SOURCE PASSAGE:
So you may want to pause the video if you want to remind yourselves what these words mean before pressing play to continue.

This lesson contains two learn cycles.

In the first learn cycle, we're going to focus on identifying correlation and types of correlation.

And then in the second learn cycle, we're going to focus on interpreting what correlation tells us about the data in different contexts.

Let's start off with identifying correlation.

Scatter graphs can be used to investigate the nature of a relationship between two variables.

Here we have four scatter graphs, labelled A, B, C, and D, and the points appear quite different in these four scatter graphs.

Which scatter graphs would suggest there is an association between the two variables? Pause the video while you think about this, and press play when you're ready to continue.

Scatter graphs B, C and D, would suggest there is an association between its two variables, because the points seem to form a discernible shape or pattern.

With scatter graph A, the points are all over the place.

They seem to sort of be randomly placed around the graph, so that would suggest there's not so much of an association between those two variables.

But with scatter graphs B, C, and D, those points seem to form some kind of pathway through the graph, and leave certain parts of the graph without any points plotted whatsoever.

That would suggest that the variables in these scatter graphs are interacting with each other in some kind of way, and that they are associated with one another.

And an association between variables may be a linear association, or a non-linear association.

With scatter graphs B and C, we have a linear association, because the points appear to be forming a straight line.

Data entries
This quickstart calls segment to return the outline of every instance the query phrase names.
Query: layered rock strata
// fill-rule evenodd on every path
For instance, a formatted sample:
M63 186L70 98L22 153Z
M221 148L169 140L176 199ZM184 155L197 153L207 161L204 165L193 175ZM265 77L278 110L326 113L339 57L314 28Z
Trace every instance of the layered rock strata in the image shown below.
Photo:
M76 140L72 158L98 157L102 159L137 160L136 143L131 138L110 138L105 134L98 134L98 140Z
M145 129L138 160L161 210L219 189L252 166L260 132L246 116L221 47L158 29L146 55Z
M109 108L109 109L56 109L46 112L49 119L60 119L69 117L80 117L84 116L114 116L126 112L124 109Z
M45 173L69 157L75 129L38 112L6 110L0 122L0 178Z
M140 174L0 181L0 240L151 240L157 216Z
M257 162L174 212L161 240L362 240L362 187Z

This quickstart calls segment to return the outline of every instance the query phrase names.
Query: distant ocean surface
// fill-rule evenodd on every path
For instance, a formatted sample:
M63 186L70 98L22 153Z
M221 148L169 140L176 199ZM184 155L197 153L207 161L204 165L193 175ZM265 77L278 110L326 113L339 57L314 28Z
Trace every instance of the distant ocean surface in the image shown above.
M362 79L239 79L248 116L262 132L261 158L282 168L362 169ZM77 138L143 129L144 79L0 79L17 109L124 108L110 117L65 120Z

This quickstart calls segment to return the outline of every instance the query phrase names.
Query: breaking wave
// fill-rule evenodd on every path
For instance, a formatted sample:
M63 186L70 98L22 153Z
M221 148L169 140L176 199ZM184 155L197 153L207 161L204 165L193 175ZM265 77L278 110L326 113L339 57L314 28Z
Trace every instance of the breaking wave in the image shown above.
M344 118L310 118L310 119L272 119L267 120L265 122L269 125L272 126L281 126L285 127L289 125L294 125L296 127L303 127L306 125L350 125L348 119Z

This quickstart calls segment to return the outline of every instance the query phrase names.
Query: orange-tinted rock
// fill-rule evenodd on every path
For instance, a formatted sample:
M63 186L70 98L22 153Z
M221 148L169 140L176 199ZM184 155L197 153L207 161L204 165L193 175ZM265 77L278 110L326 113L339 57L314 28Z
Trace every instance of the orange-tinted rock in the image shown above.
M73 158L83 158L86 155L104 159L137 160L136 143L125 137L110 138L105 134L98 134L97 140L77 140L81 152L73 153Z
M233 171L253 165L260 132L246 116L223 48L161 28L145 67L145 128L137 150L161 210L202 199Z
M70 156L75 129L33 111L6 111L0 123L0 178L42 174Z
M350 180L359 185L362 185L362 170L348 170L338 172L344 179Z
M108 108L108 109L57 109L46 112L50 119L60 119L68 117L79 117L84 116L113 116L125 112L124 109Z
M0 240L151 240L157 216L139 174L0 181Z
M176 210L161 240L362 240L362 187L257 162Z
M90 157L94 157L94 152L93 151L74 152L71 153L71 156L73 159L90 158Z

THINGS TO DO:
1. How would you translate this sentence from the scatter graph lesson into Spanish: "Scatter graphs can be used to investigate the nature of a relationship between two variables."?
2. Can you print the data entries from their first line through the line containing "M362 79L239 79L248", including both of those lines?

RESPONSES PER TASK:
1. Los diagramas de dispersión pueden usarse para investigar la naturaleza de una relación entre dos variables.

2.
This quickstart calls segment to return the outline of every instance the query phrase names.
Query: layered rock strata
// fill-rule evenodd on every path
For instance, a formatted sample:
M63 186L70 98L22 153Z
M221 148L169 140L176 199ZM184 155L197 153L207 161L204 165L193 175ZM265 77L278 110L326 113L339 57L314 28Z
Trace every instance of the layered rock strata in the image shown below.
Photo:
M76 140L72 158L98 157L102 159L137 160L136 143L131 138L110 138L105 134L98 134L98 140Z
M145 129L138 160L161 210L219 189L252 166L260 132L246 116L221 47L158 29L146 55Z
M109 108L109 109L56 109L46 112L49 119L60 119L69 117L80 117L84 116L114 116L126 112L124 109Z
M45 173L69 157L75 129L38 112L6 110L0 122L0 178Z
M140 174L0 181L0 240L151 240L157 216Z
M257 162L174 212L161 240L362 240L362 187Z

This quickstart calls segment to return the outline of every instance the query phrase names.
Query: distant ocean surface
// fill-rule evenodd on every path
For instance, a formatted sample:
M63 186L70 98L22 153Z
M221 148L169 140L176 199ZM184 155L197 153L207 161L204 165L193 175ZM265 77L278 110L326 113L339 57L314 28Z
Trace every instance of the distant ocean surface in the image shown above.
M362 79L239 79L248 116L262 132L261 158L282 168L362 169ZM77 138L143 129L144 79L0 79L17 109L124 108L110 117L65 120Z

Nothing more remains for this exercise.